Source document ▸
»»

Goodnight Michael

I have lurked here for a long long time only recently signed up, I've read heaps of posts on many different things many have made me cry, some made me laugh, a few made me think but this is the thread that my heart and mind have been looking for. It shows me I'm not alone in my grief, I'm not the only one who puts on a face when around people, who isn't the only one who aches for time alone and when she gets it, its an opportunity to cry about Michael ...I'm thankful for all of you, who understand the grief and are willing to share thoughts and feelings and beautiful poetry for and about Michael. Thank you for this place where I dont have to explain why I feel the way I do about someone I never met, thank you for ...well just ...Thank You!
 
A Silent Wish...

A silent wish, a silent tear...
A silent longing that you where here.
A silent throbbing within my heart,
A silent anguish coz we're apart.
A silent hope to see your face,
A silent desire for your embrace,
I love you now... I will forever,
Silently, I'll wait till we're together.

««

Recorded information ▸
»»

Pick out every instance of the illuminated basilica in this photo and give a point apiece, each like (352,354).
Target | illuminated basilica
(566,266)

««

What to do ▸
a - Check each statement against the post about grieving Michael and answer yes or no, quoting the words of the post that decide it. (i) The writer joined the site a long time ago. (ii) The writer never met Michael. (iii) The poem ends with a promise to wait silently until the two are together.
b - What title does the post about grieving Michael give its poem?
c - Write the next part of the post about grieving Michael, picking up after its final line.

The answers ▸
a -
(i) No: "I have lurked here for a long long time only recently signed up"
(ii) Yes: "someone I never met"
(iii) Yes: "Silently, I'll wait till we're together."

b - "A Silent Wish..."

c -
 
Come to me soon

Life in itself is meaningless without you
the sun has faded
and the clouds have drawn over
the skies of my heart.
There is still that presence
telling me that you don't exist,
that I am here alone,
and you will never be by my side.
How can my heart continue to beat,
how does mind work on without you,
for I know you are out there,
and I know that you can hear me.

Every time I look at the moon,
Every time I see the beauty of the dawn,
I can only grieve,
grieve that you are not here,
here to share these moments with me.
My heart longs for your company,
my soul seeks for its mate.
Come to me soon

for I am waiting,

always

for you to brighten my life with your presence

Come to me soon
 
Michael, I can't stop thinking about you and I can't stop crying. My heart is full of pain ..I want change the world just like you but I don't have enough strenght... without you everything isn't the same. Everyday I talk with you in my head and I have hope you hear me...please be with me every night, time, breathe... I love you my angel with all my heart... Goodnight, my sweet love.
 
Hi, Billie.... I should be spleeping now, but I saw you posted, so I just wanted to pass by here to tell you to be strong, to keep it up, to hold on to his memory and to keep Mike alive and sheltered in your heart. As you always do.

We love Michael in many different ways. I am glad we can share this love and our pain no matter who we are, where we are, what we feel.

We love Michael.

Big hugs, Billie. I hope this week will be a bit easier for you. And please take care of yourself too.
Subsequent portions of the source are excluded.